_ВЫБРАННЫЙ ТЕКСТ_
•••

С Корчным у меня связано немало тяжелых минут, черных мыслей, разочарований и отчаяния. Но я бы не хотел этого забыть – ведь это такая же равноправная часть моей жизни, как и все остальные. И я не в претензии к Корчному: он был таким, какой он есть, не хуже и не лучше; и я всегда принимал его таким, каким он был; пытался понять… и даже простить все то зло, которое он мне причинил, – пытался, хотя это и очень трудно. И кое-чего в этом смысле достиг: в моем сердце нет к нему ненависти. Есть жалость. Есть сожаление: будь он другим, не столь вздорным и циничным, его жизнь сложилась бы куда счастливей. Но это сожаление по поводу Корчного-человека, а Корчной-шахматист реализовался вполне. Реализовался ровно настолько, насколько хватило его сил и таланта.
В шахматах он получил все, вот только чемпионом мира не был. Не судьба! Вначале этот орех был ему просто не по зубам; потом – когда зубы окрепли – оказалось, что еще крепче они у Спасского и Петросяна; когда же он и их превзошел – появился я… Это были лучшие его годы, но я рос быстрее, чем он креп. Я на этом настаиваю, потому что не раз приходилось слышать, мол, Корчному не повезло, что он встретил меня, когда его лучшая игра была уже позади. Ничего подобного! Лучшие годы Корчного приходятся именно на борьбу со мной, но я был сильнее, доказал это сразу и подтверждал свое превосходство еще много, много раз. Подтверждал игрой. Подтверждал в борьбе. И мне удивительно, что он до сих пор не может понять, что не люди, не обстоятельства – шахматы нас рассудили.

•••

_ИСХОДНЫЙ МАТЕРИАЛ_
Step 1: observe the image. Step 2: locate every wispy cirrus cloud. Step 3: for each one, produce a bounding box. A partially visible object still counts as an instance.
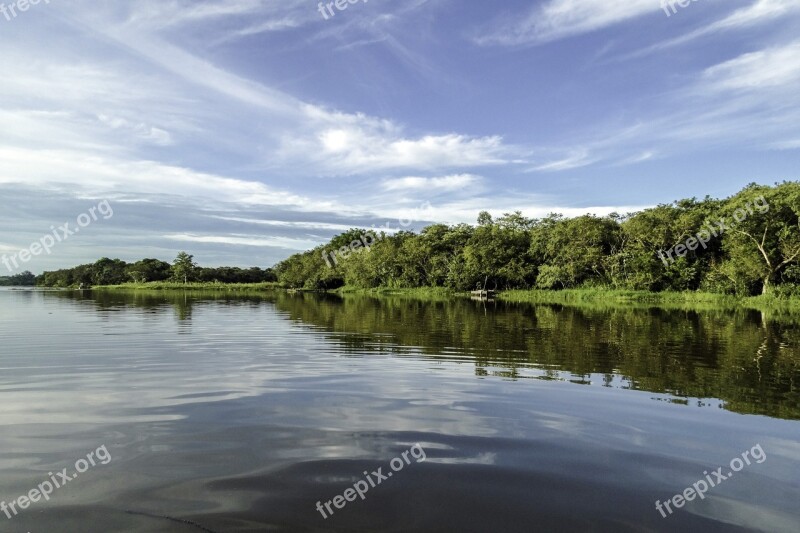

•••

Извлеките из текста о Корчном дословный отрывок, начиная с «В шахматах он» и заканчивая «шахматы нас рассудили.». Материал здесь никакой роли не играет.

В шахматах он получил все, вот только чемпионом мира не был. Не судьба! Вначале этот орех был ему просто не по зубам; потом – когда зубы окрепли – оказалось, что еще крепче они у Спасского и Петросяна; когда же он и их превзошел – появился я… Это были лучшие его годы, но я рос быстрее, чем он креп. Я на этом настаиваю, потому что не раз приходилось слышать, мол, Корчному не повезло, что он встретил меня, когда его лучшая игра была уже позади. Ничего подобного! Лучшие годы Корчного приходятся именно на борьбу со мной, но я был сильнее, доказал это сразу и подтверждал свое превосходство еще много, много раз. Подтверждал игрой. Подтверждал в борьбе. И мне удивительно, что он до сих пор не может понять, что не люди, не обстоятельства – шахматы нас рассудили.